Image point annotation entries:

-.-.-

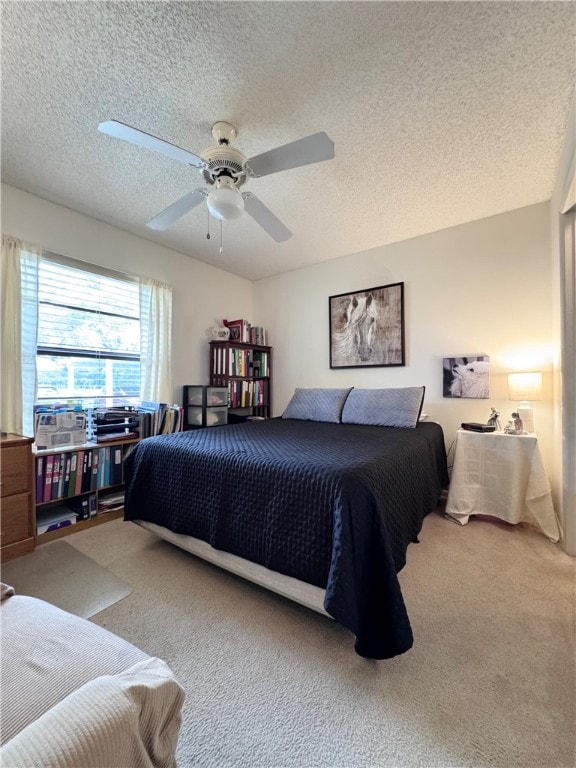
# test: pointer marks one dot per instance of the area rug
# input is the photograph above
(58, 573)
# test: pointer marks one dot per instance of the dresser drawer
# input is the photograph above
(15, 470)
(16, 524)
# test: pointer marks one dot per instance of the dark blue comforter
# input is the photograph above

-.-.-

REQUIREMENT: Could you write out all of the records again, swapping "photograph" for "picture" and keeping everything else the same? Leave the pictures out of your answer.

SOLUTION:
# test: pointer marks one dot per instance of the area rug
# input is the picture above
(58, 573)
# test: pointer marks one dot per instance of the dresser drawer
# input is the picture above
(15, 470)
(16, 524)
# test: pointer marks one dot per instance of the dark blue comforter
# input is the picture above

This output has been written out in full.